** SOURCE TEXT **
^^^^^^^^

Terminal find, directories last instead of first - bash

I have a makefile that concatenates JavaScript files together and then runs the file through uglify-js to create a .min.js version.
I'm currently using this command to find and concat my files
find src/js -type f -name "*.js" -exec cat {} >> ${jsbuild}$# \;
But it lists files in directories first, this makes heaps of sense but I'd like it to list the .js files in the src/js files above the directories to avoid getting my undefined JS error.
Is there anyway to do this or? I've had a google around and seen the sort command and the -s flag for find but it's a bit above my understanding at this point!
[EDIT]
The final solution is slightly different to the accepted answer but it is marked as accepted as it brought me to the answer. Here is the command I used
cat `find src/js -type f -name "*.js" -print0 | xargs -0 stat -f "%z %N" | sort -n | sed -e "s|[0-9]*\ \ ||"` > public/js/myCleverScript.js

Possible solution:
use find for getting filenames and directory depth, i.e find ... -printf "%d\t%p\n"
sort list by directory depth with sort -n
remove directory depth from output to use filenames only
test:
without sorting:
$ find folder1/ -depth -type f -printf "%d\t%p\n"
2 folder1/f2/f3
1 folder1/file0
with sorting:
$ find folder1/ -type f -printf "%d\t%p\n" | sort -n | sed -e "s|[0-9]*\t||"
folder1/file0
folder1/f2/f3
the command you need looks like
cat $(find src/js -type f -name "*.js" -printf "%d\t%p\n" | sort -n | sed -e "s|[0-9]*\t||")>min.js

Mmmmm...
find src/js -type f
shouldn't find ANY directories at all, and doubly so as your directory names will probably not end in ".js". The brackets around your "-name" parameter are superfluous too, try removing them
find src/js -type f -name "*.js" -exec cat {} >> ${jsbuild}$# \;

find could get the first directory level already expanded on commandline, which enforces the order of directory tree traversal. This solves the problem just for the top directory (unlike the already accepted solution by Sergey Fedorov), but this should answer your question too and more options are always welcome.
Using GNU coreutils ls, you can sort directories before regular files with --group-directories-first option. From reading the Mac OS X ls manpage it seems that directories are grouped always in OS X, you should just drop the option.

^^^^^^^^

** LISTED ENTRIES **
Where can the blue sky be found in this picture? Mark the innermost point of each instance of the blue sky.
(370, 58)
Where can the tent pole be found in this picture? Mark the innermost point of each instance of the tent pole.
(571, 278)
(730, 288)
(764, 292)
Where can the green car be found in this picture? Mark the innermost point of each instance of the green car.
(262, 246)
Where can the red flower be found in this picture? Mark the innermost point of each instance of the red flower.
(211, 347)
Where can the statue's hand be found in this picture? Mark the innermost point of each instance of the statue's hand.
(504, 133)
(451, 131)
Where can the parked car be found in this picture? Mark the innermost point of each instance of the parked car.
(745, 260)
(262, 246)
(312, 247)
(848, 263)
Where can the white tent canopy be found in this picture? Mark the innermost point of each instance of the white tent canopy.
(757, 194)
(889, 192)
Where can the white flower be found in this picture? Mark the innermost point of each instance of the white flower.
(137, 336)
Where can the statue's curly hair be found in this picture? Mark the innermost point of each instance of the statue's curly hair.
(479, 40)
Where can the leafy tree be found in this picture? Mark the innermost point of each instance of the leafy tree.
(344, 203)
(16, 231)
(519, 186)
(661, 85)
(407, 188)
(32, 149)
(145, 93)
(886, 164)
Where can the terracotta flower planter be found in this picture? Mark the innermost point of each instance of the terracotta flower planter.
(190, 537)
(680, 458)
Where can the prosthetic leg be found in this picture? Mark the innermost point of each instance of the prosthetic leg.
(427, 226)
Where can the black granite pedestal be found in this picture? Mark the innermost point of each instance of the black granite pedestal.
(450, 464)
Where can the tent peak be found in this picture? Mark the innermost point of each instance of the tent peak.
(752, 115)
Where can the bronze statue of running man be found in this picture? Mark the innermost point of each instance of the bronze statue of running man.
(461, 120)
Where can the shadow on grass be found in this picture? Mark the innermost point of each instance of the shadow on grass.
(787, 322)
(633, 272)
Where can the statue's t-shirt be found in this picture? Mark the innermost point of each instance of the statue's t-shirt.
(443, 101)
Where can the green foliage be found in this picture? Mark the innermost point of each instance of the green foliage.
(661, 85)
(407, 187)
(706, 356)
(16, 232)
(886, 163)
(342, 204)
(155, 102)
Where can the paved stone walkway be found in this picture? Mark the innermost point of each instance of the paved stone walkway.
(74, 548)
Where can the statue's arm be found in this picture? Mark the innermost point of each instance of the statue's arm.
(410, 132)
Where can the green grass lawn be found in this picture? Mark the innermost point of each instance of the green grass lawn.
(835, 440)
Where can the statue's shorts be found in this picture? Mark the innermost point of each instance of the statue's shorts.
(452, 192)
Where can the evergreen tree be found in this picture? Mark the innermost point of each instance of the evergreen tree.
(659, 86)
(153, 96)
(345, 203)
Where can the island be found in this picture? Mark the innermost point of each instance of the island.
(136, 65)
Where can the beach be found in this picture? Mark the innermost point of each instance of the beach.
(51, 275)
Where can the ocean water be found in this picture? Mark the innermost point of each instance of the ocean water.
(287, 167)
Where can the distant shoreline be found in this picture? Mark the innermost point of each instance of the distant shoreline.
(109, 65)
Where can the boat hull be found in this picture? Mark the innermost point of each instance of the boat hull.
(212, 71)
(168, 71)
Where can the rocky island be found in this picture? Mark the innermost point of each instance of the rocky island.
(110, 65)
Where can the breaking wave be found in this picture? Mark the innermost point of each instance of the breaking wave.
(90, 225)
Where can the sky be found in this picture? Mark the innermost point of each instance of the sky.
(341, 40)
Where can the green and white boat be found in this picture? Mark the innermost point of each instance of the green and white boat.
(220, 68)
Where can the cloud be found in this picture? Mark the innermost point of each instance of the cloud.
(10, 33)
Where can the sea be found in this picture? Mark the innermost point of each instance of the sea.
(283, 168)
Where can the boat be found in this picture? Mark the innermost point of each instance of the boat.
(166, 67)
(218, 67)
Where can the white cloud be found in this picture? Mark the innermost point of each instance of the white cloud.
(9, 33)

^^^^^^^^

** COMPLETE THE FOLLOWING **
1. In the thread on find ordering, which GNU coreutils ls option sorts directories before regular files?
2. From the thread on find ordering, return the stretch from "find could get" through "are always welcome.".
3. Continue the thread on find ordering from its last sentence.

** RESPONSES **
1. --group-directories-first

2.
find could get the first directory level already expanded on commandline, which enforces the order of directory tree traversal. This solves the problem just for the top directory (unlike the already accepted solution by Sergey Fedorov), but this should answer your question too and more options are always welcome.

3.
ls -A --group-directories-first -r | tac | xargs -I'%' find '%' -type f -name '*.js' -exec cat '{}' + > ${jsbuild}$#
If you do not have the tac command, you could easily implement it using sed. It reverses the order of lines. See info sed tac of GNU sed.
tac(){
sed -n '1!G;$p;h'
}

You could do something like this...
First create a variable holding the name of our output file:
OUT="$(pwd)/theLot.js"
Then, get all "*.js" in top directory into that file:
cat *.js > $OUT
Then have "find" grab all other "*.js" files below current directory:
find . -type d ! -name . -exec sh -c "cd {} ; cat *.js >> $OUT" \;
Just to explain the "find" command, it says:
find
. = starting at current directory
-type d = all directories, not files
-! -name . = except the current one
-exec sh -c = and for each one you find execute the following
"..." = go to that directory and concatenate all "*.js" files there onto end of $OUT
\; = and that's all for today, thank you!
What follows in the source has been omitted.